___ RECORDS SUPPLIED

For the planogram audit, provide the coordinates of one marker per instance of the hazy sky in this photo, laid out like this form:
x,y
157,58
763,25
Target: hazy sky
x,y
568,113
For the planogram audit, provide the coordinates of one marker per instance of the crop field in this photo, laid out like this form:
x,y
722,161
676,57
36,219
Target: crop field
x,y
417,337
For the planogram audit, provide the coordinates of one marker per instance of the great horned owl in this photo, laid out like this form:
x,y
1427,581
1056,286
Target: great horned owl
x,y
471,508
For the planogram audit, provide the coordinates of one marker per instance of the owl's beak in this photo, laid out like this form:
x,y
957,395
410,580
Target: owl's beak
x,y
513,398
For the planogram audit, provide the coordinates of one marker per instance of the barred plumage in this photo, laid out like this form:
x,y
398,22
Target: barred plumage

______

## WHAT YOU SHOULD DO
Repeat the material above in full, keeping every word.

## REPLY TO THE TASK
For the planogram audit, provide the coordinates of one marker per instance of the hazy sky in this photo, laid out like this form:
x,y
157,58
763,25
Target: hazy sky
x,y
568,113
For the planogram audit, provide the coordinates of one marker per instance of the crop field in this photo, laid out like this form:
x,y
722,161
676,57
36,219
Target: crop field
x,y
417,337
For the planogram audit, provide the coordinates of one marker per instance of the great horned owl in this photo, laid out like this form:
x,y
1427,581
1056,286
Target: great horned owl
x,y
471,508
For the planogram audit, provide the coordinates of one marker per instance of the owl's beak in this photo, laid out like this form:
x,y
957,395
410,580
Target: owl's beak
x,y
513,398
For the planogram audit, provide the coordinates of one marker per instance of the barred plumage in this photo, laid out like this form:
x,y
398,22
Target: barred plumage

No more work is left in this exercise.